- _TASK SET_
a: In the article on water utility deals, how many people does American Water Works provide water to?
b: Please rewrite the entries from the line containing "Each instance receives exactly one keypoint. Tag the storefront" through the end of the entries, inclusive, changing "building facade" to "shop front" and leaving everything else unchanged.
— begin EXCERPT —
Flooding the Market

The consolidation trend in the overall environmental industry continues, but transactions between various types of water and wastewater companies have dominated the merger and acquisition scene during the past quarter.

Sold American

The blockbuster deal was RWE A.G.'s announcement in mid-September that it intended to acquire American Water Works -- the largest water utility in the United States -- for a total enterprise valuation of approximately $7.5 billion. Although this potential transaction had been rumored for weeks, earlier reports had indicated the deal was off. RWE is a major German utility and industrial combine, which last year acquired major British water utility Thames Water, and which has been shopping for U.S. water acquisitions. American Water Works provides water to more than 10 million people in 1,300 different communities across the United States, and has been perhaps the most aggressive domestic consolidator.
— end EXCERPT —
— begin PROVIDED DATA —
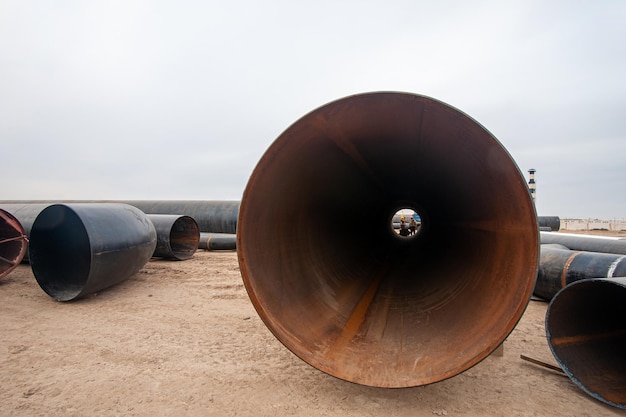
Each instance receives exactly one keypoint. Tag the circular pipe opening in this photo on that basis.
(406, 223)
(345, 293)
(59, 252)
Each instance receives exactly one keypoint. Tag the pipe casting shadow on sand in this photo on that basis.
(362, 303)
(78, 249)
(586, 331)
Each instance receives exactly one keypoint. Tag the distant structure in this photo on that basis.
(531, 183)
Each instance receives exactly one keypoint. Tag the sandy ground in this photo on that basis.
(183, 339)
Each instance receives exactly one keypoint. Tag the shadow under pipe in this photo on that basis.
(78, 249)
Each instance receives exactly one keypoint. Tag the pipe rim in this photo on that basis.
(252, 212)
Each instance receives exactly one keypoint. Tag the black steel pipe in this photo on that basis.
(13, 243)
(559, 267)
(218, 241)
(365, 304)
(78, 249)
(589, 243)
(586, 332)
(550, 222)
(177, 236)
(214, 216)
(25, 213)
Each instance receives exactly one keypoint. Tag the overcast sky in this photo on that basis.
(180, 99)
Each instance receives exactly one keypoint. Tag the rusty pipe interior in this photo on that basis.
(340, 288)
(586, 332)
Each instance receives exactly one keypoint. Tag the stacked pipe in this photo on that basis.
(78, 249)
(584, 278)
(13, 242)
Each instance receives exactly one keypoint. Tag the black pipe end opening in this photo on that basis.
(586, 331)
(184, 237)
(59, 252)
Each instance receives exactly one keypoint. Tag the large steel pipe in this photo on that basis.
(586, 331)
(559, 267)
(218, 241)
(216, 216)
(211, 216)
(340, 288)
(589, 243)
(78, 249)
(177, 236)
(13, 243)
(25, 213)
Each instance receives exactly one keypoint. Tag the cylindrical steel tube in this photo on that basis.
(551, 222)
(78, 249)
(586, 331)
(589, 243)
(13, 243)
(25, 213)
(212, 216)
(177, 236)
(218, 241)
(363, 303)
(559, 267)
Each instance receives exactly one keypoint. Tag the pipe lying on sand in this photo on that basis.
(78, 249)
(13, 243)
(218, 241)
(559, 266)
(362, 303)
(552, 223)
(589, 243)
(25, 213)
(586, 331)
(177, 236)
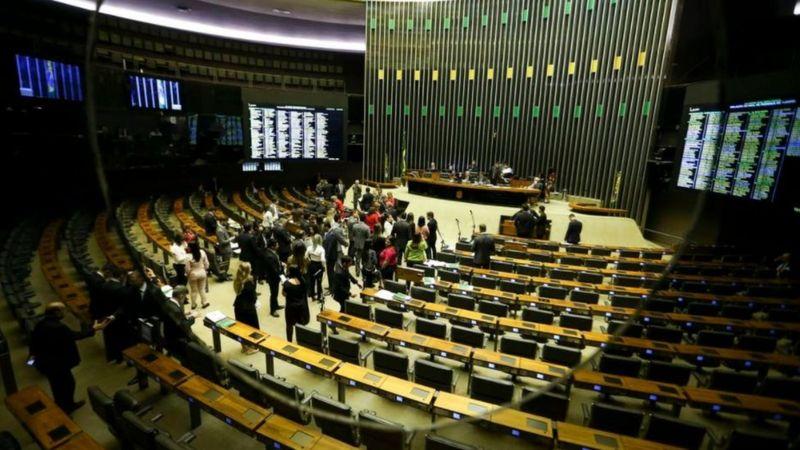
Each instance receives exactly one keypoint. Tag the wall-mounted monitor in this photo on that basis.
(44, 78)
(226, 130)
(739, 150)
(155, 93)
(296, 132)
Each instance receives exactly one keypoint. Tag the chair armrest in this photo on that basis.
(586, 412)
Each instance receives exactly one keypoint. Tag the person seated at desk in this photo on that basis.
(574, 229)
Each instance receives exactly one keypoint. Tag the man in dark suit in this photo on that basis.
(367, 199)
(524, 221)
(574, 229)
(55, 353)
(483, 248)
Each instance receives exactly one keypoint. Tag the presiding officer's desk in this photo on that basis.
(503, 195)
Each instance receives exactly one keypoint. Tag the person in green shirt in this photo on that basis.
(415, 251)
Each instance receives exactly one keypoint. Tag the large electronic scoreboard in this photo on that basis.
(740, 150)
(296, 132)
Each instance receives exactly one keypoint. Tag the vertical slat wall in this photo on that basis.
(568, 84)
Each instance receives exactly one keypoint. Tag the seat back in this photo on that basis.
(619, 365)
(519, 347)
(239, 380)
(201, 361)
(388, 317)
(433, 375)
(633, 330)
(392, 363)
(625, 301)
(558, 354)
(715, 339)
(723, 380)
(461, 301)
(138, 432)
(436, 442)
(756, 343)
(395, 286)
(423, 293)
(484, 281)
(496, 309)
(615, 419)
(358, 309)
(344, 348)
(537, 316)
(553, 405)
(432, 328)
(491, 390)
(748, 440)
(103, 406)
(513, 286)
(284, 398)
(676, 432)
(578, 322)
(664, 334)
(378, 433)
(336, 429)
(554, 292)
(560, 274)
(451, 276)
(466, 336)
(668, 372)
(501, 266)
(309, 337)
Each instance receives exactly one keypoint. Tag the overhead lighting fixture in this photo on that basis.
(230, 32)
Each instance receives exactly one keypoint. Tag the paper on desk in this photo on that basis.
(384, 294)
(215, 316)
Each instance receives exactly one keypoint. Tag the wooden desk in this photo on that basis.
(227, 406)
(164, 369)
(520, 424)
(361, 326)
(311, 360)
(38, 413)
(722, 401)
(572, 436)
(631, 387)
(467, 191)
(279, 432)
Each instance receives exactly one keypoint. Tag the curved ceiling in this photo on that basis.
(319, 24)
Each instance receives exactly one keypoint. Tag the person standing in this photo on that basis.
(433, 228)
(316, 267)
(360, 234)
(541, 224)
(402, 234)
(416, 250)
(483, 248)
(197, 270)
(387, 260)
(272, 272)
(244, 306)
(356, 194)
(342, 280)
(295, 292)
(55, 353)
(573, 235)
(179, 259)
(524, 221)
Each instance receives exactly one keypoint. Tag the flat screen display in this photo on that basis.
(296, 132)
(739, 150)
(155, 93)
(44, 78)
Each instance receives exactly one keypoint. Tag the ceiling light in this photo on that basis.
(231, 32)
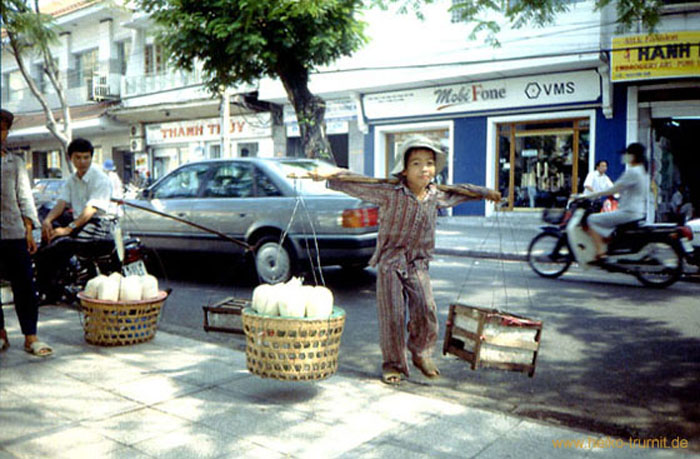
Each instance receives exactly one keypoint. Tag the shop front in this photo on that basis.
(660, 76)
(175, 143)
(533, 138)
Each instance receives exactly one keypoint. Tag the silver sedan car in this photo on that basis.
(292, 223)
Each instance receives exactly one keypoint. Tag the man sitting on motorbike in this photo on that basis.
(632, 205)
(88, 191)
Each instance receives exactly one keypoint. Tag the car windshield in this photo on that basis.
(305, 186)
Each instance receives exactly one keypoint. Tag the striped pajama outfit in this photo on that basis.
(405, 245)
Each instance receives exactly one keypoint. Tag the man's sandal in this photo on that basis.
(426, 366)
(391, 377)
(39, 349)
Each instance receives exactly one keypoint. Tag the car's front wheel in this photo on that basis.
(273, 261)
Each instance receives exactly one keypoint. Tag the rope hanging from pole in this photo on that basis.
(243, 244)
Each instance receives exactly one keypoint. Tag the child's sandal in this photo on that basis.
(4, 342)
(391, 377)
(426, 366)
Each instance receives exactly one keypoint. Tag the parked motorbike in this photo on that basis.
(119, 254)
(653, 253)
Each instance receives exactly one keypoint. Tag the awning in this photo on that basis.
(86, 120)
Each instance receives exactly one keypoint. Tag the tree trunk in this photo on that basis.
(310, 111)
(63, 136)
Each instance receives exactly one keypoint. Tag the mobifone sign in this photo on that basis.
(508, 93)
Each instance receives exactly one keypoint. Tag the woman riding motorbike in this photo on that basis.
(632, 205)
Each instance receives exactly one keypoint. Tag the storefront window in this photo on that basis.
(540, 163)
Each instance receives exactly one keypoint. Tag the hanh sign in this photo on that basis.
(653, 56)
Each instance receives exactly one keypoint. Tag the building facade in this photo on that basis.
(529, 118)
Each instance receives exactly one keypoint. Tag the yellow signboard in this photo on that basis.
(654, 56)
— end PROVIDED DATA —
- _RESPONSES PER TASK_
a: More than 10 million people

b:
Each instance receives exactly one keypoint. Tag the storefront window in this photo on that basis.
(540, 163)
Each instance receives exactly one keypoint. Tag the hanh sign in this photo on that basis.
(653, 56)
Each instance receives exactly one keypoint. Tag the shop front in this photo on that basis.
(529, 118)
Each instance receives exactly one keypoint. Tag the yellow signboard in this photo on that basis.
(654, 56)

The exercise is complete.